___ PROVIDED RECORDS
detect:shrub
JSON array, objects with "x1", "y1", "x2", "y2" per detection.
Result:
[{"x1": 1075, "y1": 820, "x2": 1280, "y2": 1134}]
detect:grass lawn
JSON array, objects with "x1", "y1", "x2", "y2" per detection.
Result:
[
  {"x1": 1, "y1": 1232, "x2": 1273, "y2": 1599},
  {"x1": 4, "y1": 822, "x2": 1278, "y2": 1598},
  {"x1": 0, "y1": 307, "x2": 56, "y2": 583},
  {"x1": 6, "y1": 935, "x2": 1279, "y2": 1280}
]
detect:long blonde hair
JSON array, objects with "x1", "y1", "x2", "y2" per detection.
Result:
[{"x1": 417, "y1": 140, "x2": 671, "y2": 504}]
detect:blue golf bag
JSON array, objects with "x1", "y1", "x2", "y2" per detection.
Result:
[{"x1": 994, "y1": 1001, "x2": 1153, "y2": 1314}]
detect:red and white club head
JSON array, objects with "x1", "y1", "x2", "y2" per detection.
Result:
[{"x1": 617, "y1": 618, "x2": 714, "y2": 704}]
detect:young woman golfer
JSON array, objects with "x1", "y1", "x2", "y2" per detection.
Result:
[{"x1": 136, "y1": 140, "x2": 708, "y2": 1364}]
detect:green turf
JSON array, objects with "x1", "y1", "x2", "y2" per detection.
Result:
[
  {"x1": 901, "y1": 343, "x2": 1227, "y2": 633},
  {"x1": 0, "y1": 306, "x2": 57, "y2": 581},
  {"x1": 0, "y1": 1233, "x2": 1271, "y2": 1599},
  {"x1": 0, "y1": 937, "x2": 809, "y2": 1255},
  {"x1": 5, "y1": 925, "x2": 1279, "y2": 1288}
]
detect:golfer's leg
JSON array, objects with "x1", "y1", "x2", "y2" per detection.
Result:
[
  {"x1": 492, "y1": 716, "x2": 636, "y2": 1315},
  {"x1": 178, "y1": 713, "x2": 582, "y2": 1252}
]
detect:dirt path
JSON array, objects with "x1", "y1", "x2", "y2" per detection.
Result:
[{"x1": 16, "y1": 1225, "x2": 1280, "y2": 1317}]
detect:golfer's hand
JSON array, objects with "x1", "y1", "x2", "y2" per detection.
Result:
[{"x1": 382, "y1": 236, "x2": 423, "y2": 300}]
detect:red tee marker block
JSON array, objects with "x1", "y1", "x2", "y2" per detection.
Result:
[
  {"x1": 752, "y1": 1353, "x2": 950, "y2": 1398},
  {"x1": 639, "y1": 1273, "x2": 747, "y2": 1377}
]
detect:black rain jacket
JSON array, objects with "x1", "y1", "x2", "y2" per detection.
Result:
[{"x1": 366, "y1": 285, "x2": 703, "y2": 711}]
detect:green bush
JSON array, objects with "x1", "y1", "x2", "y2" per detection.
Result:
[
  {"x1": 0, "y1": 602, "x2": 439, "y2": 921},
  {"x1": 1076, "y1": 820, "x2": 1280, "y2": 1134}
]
______
WHAT TO PRODUCE:
Lines containing the word "green" are to be located in the entries and copied.

RESULT BELOW:
detect:green turf
detect:green bush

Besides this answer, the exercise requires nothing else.